» ACTIVITY:
Return the line containing "Target: bare rock face" and all lines after it exactly; stop at the end of the material.

» SUPPLIED MATERIAL:
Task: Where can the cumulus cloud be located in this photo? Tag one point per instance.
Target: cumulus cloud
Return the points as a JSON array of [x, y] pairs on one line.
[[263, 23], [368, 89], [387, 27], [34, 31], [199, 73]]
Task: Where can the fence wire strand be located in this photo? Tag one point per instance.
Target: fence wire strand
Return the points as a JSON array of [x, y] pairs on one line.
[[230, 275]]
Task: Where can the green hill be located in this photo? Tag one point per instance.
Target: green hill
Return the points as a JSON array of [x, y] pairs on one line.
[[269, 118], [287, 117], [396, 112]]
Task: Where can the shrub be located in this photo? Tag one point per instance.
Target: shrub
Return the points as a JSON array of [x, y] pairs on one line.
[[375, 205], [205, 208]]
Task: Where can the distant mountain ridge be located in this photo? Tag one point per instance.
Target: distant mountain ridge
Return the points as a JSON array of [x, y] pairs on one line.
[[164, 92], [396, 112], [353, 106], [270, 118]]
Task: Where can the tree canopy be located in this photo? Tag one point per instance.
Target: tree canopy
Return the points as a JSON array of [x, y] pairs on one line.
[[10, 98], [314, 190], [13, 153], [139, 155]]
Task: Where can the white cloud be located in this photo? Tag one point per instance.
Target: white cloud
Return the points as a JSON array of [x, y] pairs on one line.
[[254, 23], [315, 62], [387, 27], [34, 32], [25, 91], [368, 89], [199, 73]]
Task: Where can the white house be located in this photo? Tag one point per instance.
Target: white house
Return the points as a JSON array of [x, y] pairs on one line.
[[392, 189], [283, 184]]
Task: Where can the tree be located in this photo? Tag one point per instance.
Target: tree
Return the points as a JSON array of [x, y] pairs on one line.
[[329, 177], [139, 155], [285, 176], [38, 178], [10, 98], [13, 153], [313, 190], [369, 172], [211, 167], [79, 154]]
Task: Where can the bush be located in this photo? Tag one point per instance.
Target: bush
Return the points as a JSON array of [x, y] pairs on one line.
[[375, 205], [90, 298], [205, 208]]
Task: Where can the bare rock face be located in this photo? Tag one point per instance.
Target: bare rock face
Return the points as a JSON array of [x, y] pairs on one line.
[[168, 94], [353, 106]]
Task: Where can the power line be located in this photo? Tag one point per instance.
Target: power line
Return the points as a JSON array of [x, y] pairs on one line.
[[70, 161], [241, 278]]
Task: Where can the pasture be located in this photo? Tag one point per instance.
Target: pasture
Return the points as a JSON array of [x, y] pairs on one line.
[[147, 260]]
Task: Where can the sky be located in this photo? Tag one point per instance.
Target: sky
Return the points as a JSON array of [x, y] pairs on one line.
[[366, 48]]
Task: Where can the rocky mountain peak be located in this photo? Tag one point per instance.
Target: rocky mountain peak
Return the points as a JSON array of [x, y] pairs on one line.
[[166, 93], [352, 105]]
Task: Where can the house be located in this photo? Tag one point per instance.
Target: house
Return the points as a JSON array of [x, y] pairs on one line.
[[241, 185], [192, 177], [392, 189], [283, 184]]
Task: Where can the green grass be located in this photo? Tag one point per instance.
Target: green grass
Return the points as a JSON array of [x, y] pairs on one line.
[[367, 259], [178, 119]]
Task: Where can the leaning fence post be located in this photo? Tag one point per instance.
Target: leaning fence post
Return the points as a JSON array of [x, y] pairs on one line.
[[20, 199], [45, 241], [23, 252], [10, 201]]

» RESULT:
Target: bare rock face
Return the points as a JSON array of [x, y] pairs on one line.
[[168, 94], [353, 106]]
Task: Where can the power line be located in this photo? Tag one point per instance.
Target: power line
Return the points as a JSON array of [x, y] pairs on one line.
[[70, 161], [241, 278]]
Task: Where can the pasture be located in this photo? Tag one point per instance.
Target: pasture
Return the points as a JSON array of [x, y] pairs on one line.
[[147, 260]]
Task: Where can the sky be located in this photo? Tag one point per instance.
Target: sky
Return the points as a JSON array of [x, y] pairs on one line.
[[366, 48]]
Task: Where can the rocky mountain peak be located in this photo? Tag one point per instance.
Target: rocky mountain peak
Return the points as a JSON array of [x, y] pairs on one line.
[[166, 93], [352, 105]]
Task: Where can the house be located in this photo? Tag one point per instance.
Target: house
Return the points as a JSON array of [x, y] pairs on one line.
[[241, 185], [192, 177], [392, 189], [283, 184]]
Task: Where can the green grass be located in this photo? Tag one point per instance.
Target: green grass
Return the points as a JSON array of [x, y] pairs on one line.
[[367, 259], [178, 119]]
Task: Where can the leaning fence post be located in this photo? Tag one point per instance.
Target: leaning fence post
Return the points as a JSON array of [x, y] pairs on one line.
[[20, 199], [45, 241], [23, 252], [10, 201]]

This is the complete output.